→ SOURCE PASSAGE:
☆ ☆ ☆ ☆ ☆ ☆ ☆

Are there enough reasons for investors to bet on Air Canada (TSX:AC) in 2021? Canada’s dominant carrier has agreed in principle to certain conditions in exchange for a potential federal bailout. Restarting the sector is the top priority, although any financial assistance will have strings attached.
The government wants commitments from airline companies to refund passengers for flight cancellations during the pandemic, restore and retain regional routes, and protect jobs. However, Jerry Dias, national president of Unifor, argues that it’s a loan to the industry, not a bailout. Most of the 16,000 Unifor members are on layoff.
While talks of a possible airline bailout are ongoing, the woes of Air Canada remain. Bouncing back from COVID-19’s devastation is uncertain, if not difficult, to establish. Also, the airline company has a new man at the helm. Michael Rousseau, Air Canada’s former CFO, replaced Calin Rovinescu as CEO on February 15, 2021.

☆ ☆ ☆ ☆ ☆ ☆ ☆

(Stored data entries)
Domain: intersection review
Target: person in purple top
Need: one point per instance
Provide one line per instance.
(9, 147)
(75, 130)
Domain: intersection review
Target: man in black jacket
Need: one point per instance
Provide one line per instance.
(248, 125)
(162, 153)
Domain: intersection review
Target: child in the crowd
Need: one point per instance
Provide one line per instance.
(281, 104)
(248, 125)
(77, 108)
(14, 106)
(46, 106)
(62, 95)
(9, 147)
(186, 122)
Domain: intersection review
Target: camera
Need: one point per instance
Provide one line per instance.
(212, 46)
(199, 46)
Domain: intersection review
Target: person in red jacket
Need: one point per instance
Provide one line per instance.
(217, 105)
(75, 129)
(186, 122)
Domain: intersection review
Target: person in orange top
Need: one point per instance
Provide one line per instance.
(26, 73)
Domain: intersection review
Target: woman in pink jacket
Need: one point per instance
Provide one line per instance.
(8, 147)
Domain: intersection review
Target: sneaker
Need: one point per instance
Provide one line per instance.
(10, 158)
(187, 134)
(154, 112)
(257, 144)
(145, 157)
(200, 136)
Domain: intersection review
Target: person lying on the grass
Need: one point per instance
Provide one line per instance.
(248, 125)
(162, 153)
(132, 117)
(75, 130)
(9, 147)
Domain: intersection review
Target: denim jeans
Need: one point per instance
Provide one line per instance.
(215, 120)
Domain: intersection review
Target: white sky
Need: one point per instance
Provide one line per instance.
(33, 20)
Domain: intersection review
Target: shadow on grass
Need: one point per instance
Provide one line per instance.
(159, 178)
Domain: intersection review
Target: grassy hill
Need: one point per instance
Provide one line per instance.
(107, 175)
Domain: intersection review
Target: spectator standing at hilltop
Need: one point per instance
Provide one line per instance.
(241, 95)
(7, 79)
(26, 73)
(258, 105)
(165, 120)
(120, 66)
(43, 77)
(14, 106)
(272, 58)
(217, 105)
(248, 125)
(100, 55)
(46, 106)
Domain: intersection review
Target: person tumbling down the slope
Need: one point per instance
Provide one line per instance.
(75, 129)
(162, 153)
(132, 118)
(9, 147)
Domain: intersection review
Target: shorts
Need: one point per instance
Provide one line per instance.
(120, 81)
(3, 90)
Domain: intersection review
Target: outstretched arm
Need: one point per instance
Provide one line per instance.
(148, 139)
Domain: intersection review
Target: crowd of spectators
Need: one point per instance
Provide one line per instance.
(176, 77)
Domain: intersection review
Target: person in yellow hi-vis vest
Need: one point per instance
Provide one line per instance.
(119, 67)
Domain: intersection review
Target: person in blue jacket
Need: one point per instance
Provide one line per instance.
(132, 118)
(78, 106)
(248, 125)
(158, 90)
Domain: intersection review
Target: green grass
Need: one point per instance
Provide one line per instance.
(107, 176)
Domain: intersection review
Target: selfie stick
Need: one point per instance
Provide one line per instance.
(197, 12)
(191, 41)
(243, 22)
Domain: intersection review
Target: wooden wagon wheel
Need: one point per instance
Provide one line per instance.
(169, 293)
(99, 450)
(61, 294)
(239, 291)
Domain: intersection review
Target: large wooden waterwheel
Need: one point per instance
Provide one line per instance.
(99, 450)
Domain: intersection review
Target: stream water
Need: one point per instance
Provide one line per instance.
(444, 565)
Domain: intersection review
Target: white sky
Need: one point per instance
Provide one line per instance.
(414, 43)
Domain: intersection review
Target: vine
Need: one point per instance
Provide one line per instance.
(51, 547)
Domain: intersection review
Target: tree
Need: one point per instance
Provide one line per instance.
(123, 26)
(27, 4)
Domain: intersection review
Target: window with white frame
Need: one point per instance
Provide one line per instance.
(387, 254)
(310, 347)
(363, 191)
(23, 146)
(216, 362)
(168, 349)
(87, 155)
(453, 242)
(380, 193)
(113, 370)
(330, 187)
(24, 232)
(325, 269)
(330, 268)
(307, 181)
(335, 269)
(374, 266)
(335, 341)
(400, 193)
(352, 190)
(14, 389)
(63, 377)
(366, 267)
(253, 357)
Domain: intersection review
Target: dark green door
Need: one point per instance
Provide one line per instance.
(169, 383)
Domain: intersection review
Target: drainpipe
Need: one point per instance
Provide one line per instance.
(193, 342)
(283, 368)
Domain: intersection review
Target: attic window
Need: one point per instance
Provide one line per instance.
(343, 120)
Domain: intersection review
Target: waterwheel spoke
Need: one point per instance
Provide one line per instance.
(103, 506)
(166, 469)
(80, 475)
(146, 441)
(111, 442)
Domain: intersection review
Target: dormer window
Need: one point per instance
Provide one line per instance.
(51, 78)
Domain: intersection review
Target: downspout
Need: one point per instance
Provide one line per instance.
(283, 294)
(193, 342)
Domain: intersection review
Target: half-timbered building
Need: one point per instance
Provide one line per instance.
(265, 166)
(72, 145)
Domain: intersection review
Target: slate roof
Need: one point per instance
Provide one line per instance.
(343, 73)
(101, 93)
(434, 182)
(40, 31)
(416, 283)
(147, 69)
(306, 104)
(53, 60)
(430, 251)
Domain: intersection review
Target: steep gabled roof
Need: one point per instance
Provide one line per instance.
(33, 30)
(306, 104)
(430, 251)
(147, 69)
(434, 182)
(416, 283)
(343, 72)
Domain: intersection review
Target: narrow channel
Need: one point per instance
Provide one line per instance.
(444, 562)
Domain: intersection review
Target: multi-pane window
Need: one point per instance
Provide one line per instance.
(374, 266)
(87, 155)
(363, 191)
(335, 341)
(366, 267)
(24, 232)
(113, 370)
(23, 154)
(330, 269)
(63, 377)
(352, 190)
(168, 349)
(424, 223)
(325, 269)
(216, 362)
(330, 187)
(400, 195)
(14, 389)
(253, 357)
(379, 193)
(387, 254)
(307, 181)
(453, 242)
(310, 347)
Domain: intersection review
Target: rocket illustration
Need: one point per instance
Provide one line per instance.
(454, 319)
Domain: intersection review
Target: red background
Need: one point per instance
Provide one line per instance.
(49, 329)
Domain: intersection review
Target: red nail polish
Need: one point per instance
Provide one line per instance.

☆ ☆ ☆ ☆ ☆ ☆ ☆

→ THINGS TO DO:
(a) Reproduce the Air Canada article word for word from "The government wants" to "are on layoff.".
(b) Resume the Air Canada article after its final sentence.
These records come from a separate source and have no connection to the Air Canada article.

→ EXPECTED RESPONSES:
(a)
The government wants commitments from airline companies to refund passengers for flight cancellations during the pandemic, restore and retain regional routes, and protect jobs. However, Jerry Dias, national president of Unifor, argues that it’s a loan to the industry, not a bailout. Most of the 16,000 Unifor members are on layoff.

(b)
No quick fix
All parties in the ongoing negotiations are out to preserve Canada’s airline industry. However, it appears crafting an airline bailout plan will take time. Aside from the billions of refunds owed to passengers, restoring regional routes is a massive consideration of the deal, says Federal Transportation Minister Omar Alghabra.
On June 30, 2020, Air Canada suspended all flights on 30 routes. It includes those from Regina to Winnipeg, North Bay to Toronto, and Saint John to Halifax. The latest news is that a new triangle route between Regina, Montreal, and Saskatoon will begin on June 25, 2021, until September 21, 2021.
Regina Airport Authority president and CEO James Bogusz has confirmed the new flight under Air Canada’s summer service plan. It would be the first flight between the two locations in Regina Airport’s history. The triangle route is a non-stop flight from Regina and Montreal, and a stop in Saskatoon on its return flight.
Bogusz thinks the triangle route is a winner and a great summer service opportunity for Air Canada. He adds the airline company appears to be open to a little more risk by trying something new. Meanwhile, a participant in the talks is not keen on a bailout. WestJet desires a plan to restart air travel safely more than financial assistance.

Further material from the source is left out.